━━ Quoted text

After each pixel, we increase s by step; at the end of each line of the lightmap, we increase t by step and set s to 0.0 again.
s += step;
}
t += step;
s = 0.0f;
}
Now we create an OpenGL texture out of the lightmap, and then we're done with lightmap creation:
glBindTexture(GL_TEXTURE_2D, lightmap_tex_num);
glPixelStorei(GL_UNPACK_ALIGNMENT, 1);
glTexParameteri(GL_TEXTURE_2D, GL_TEXTURE_WRAP_S, GL_REPEAT);
glTexParameteri(GL_TEXTURE_2D, GL_TEXTURE_WRAP_T, GL_REPEAT);
glTexParameteri(GL_TEXTURE_2D, GL_TEXTURE_MAG_FILTER, GL_LINEAR);
glTexParameteri(GL_TEXTURE_2D, GL_TEXTURE_MIN_FILTER, GL_LINEAR);
glTexEnvi(GL_TEXTURE_ENV, GL_TEXTURE_ENV_MODE, GL_MODULATE);
glTexImage2D(GL_TEXTURE_2D, 0, 3, LIGHTMAP_SIZE, LIGHTMAP_SIZE, 0, GL_RGB, GL_UNSIGNED_BYTE, data);
return lightmap_tex_num;
}
Multitexturing and Rendering
Now that we have the function for creating lightmaps, we can render the lightmapped surfaces (see the scene_render
function in the demo for all of the code). Since multitexturing will be
used, two texture units must be enabled (one for the surface's texture
and one for its lightmap). The same texture is used for each surface,
so we'll go ahead and bind it in the first texture unit now. The lighting
variable determines whether lightmaps should be enabled (if set to 1) or not (if set to 0).

━━━━

• [Short exercise a]: Copy out the rows from the line containing "[tag] one dot per instance, sample [266,126]." through the end of the rows, including both ends.
The rows that follow are unrelated to the OpenGL lightmap text.

━━ Material for the task

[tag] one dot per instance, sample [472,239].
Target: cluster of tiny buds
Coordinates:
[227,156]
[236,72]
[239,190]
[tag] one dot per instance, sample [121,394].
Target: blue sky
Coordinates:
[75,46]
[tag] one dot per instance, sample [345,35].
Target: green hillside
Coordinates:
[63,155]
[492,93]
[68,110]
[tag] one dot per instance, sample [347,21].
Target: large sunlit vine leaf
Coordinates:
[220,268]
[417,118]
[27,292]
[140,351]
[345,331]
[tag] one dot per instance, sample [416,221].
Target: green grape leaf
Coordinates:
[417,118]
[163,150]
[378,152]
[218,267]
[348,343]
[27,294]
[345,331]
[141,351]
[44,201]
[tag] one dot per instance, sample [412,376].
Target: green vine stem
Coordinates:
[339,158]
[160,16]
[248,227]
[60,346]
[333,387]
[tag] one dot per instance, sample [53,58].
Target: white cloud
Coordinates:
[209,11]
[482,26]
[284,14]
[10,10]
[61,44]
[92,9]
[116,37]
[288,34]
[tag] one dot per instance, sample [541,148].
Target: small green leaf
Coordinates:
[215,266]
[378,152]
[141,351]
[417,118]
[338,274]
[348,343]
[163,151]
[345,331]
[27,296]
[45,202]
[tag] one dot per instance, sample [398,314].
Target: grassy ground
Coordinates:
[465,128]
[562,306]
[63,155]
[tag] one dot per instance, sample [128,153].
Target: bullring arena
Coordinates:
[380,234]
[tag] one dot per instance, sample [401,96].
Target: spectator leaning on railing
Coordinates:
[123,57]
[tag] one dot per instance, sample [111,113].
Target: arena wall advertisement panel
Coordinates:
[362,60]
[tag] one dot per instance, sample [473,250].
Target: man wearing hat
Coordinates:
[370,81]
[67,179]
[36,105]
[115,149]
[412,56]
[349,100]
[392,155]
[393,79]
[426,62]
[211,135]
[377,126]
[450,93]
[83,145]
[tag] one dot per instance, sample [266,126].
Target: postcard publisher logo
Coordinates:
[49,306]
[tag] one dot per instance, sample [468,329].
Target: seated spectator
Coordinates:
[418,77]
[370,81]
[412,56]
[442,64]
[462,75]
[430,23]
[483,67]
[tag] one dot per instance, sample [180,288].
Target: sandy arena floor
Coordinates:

━━━━

• [Short exercise b]: Continue the OpenGL lightmap text from where it stops.

• [Reply a]:
[tag] one dot per instance, sample [266,126].
Target: postcard publisher logo
Coordinates:
[49,306]
[tag] one dot per instance, sample [468,329].
Target: seated spectator
Coordinates:
[418,77]
[370,81]
[412,56]
[442,64]
[462,75]
[430,23]
[483,67]
[tag] one dot per instance, sample [180,288].
Target: sandy arena floor
Coordinates:

• [Reply b]:
glActiveTextureARB(GL_TEXTURE0_ARB);
glEnable(GL_TEXTURE_2D);
glBindTexture(GL_TEXTURE_2D, surface_tex_num);
glActiveTextureARB(GL_TEXTURE1_ARB);
if(lighting)
glEnable(GL_TEXTURE_2D);
Then the surfaces are rendered with this loop (the surfaces
array contains pointers to six surfaces):
for(i = 0; i < 6; i++) {
if(!surfaces[i])
break;
if(lighting)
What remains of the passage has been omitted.